> **Passage shown**
Kate McKinnon as Debette Goldry

McKinnon's aging actress is hilarious, but it's not clear if the satire highlights ongoing issues for actresses.

A sure sign that awards season is nigh are the ubiquitous roundtables, hosted by generally fawning journalists, that have begun popping up on industry sites like The Hollywood Reporter over the past five years. Inevitably, the moderator asks those at the actress roundtable about the current state of women in Hollywood, a question so tired, hackneyed, and directed at the wrong people that Amy Adams, who is not known for her volatility off-screen, went off a little at last year's roundtable when the Reporter's Stephen Galloway asked about the gender pay gap.

"You're not asking who you should be asking ... the producers' roundtable, 'Do you think minorities underrepresented, do you think women are underpaid?'" Adams fired at Galloway. "We're always put on the chopping block to put our opinion out there."

Questions posed to women about how they feel about whether they're paid as much as their male costars, who incidentally are never asked how they feel about their privilege, have become so trite that Saturday Night Live developed a wickedly delightful parody of such events in which Kate McKinnon plays seasoned (and hardened) aging actress Debette Goldry who casually drops yarns about the abuse she endured at the hands of male colleagues in Hollywood. The tales she relates with blithe matter-of-factness have included everything from being forced to marry a homosexual chimp (that's one of the least invasive stories) to having her molars removed so she would look "less Polish" on screen.

Since October of last year, McKinnon has donned Goldry's oversize tinted glasses three times, including just this past weekend, when host Melissa McCarthy played Goldry's friend, aging actress Gaye Fontaine, who happens to be the record holder for on-screen love scenes with 400 to her name. Cecily Strong and Sasheer Zamata stood in for the second time as Marion Cotillard and Lupita Nyong'o respectively to offer a contrast to Goldry's lively, hilariously horrifying tales of abuse. But as wickedly funny as McKinnon is in the role, which is on par in its genius with her alien abduction character, it's not clear if Goldry's horror stories of the Hollywood heyday do much to illuminate the inequities actresses continue to face. Because, sure, progress is good, but better is not equal.

In an actresses-in-film sketch from a February SNL episode that Emma Stone hosted, the moderator asks Leslie Jones (Ghostbusters), Stone (La La Land), Jennifer Aniston (Office Christmas Party), and Goldry about the gender pay gap, and before the current working actresses can answer, Goldry, dumbfounded about the question of equal pay, cuts in with a story about how actresses in her day were paid out of the props budget and therefore treated like inanimate objects. Her tales brim with violations both real and not entirely fantastical that women in the business have surely endured and continue to be exposed to on some level.

In the most recent actress forum, sketch moderator Vanessa Bayer asks about the state of women in Hollywood, to which Strong's Cotillard says blandly, "We change who we are to please others," and Zamata's Nyong'o adds, "We must change our preferences to be considered agreeable."

> **Raw data**
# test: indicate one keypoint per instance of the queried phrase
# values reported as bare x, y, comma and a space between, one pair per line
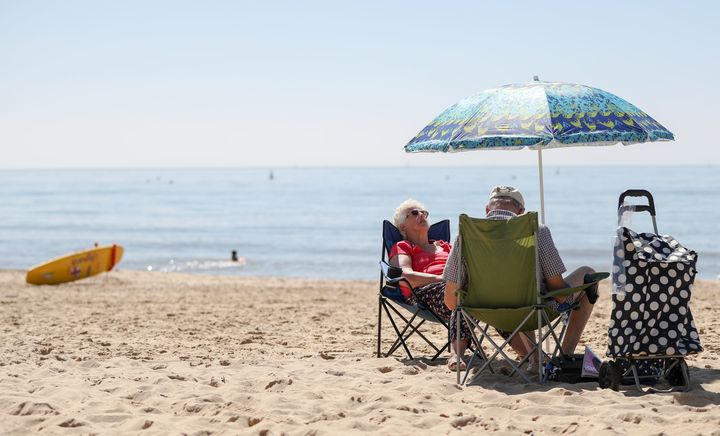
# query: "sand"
138, 352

> **Your task**
According to the passage about Kate McKinnon's Debette Goldry, how many on-screen love scenes does Gaye Fontaine hold the record for?

> **Answer for this exercise**
400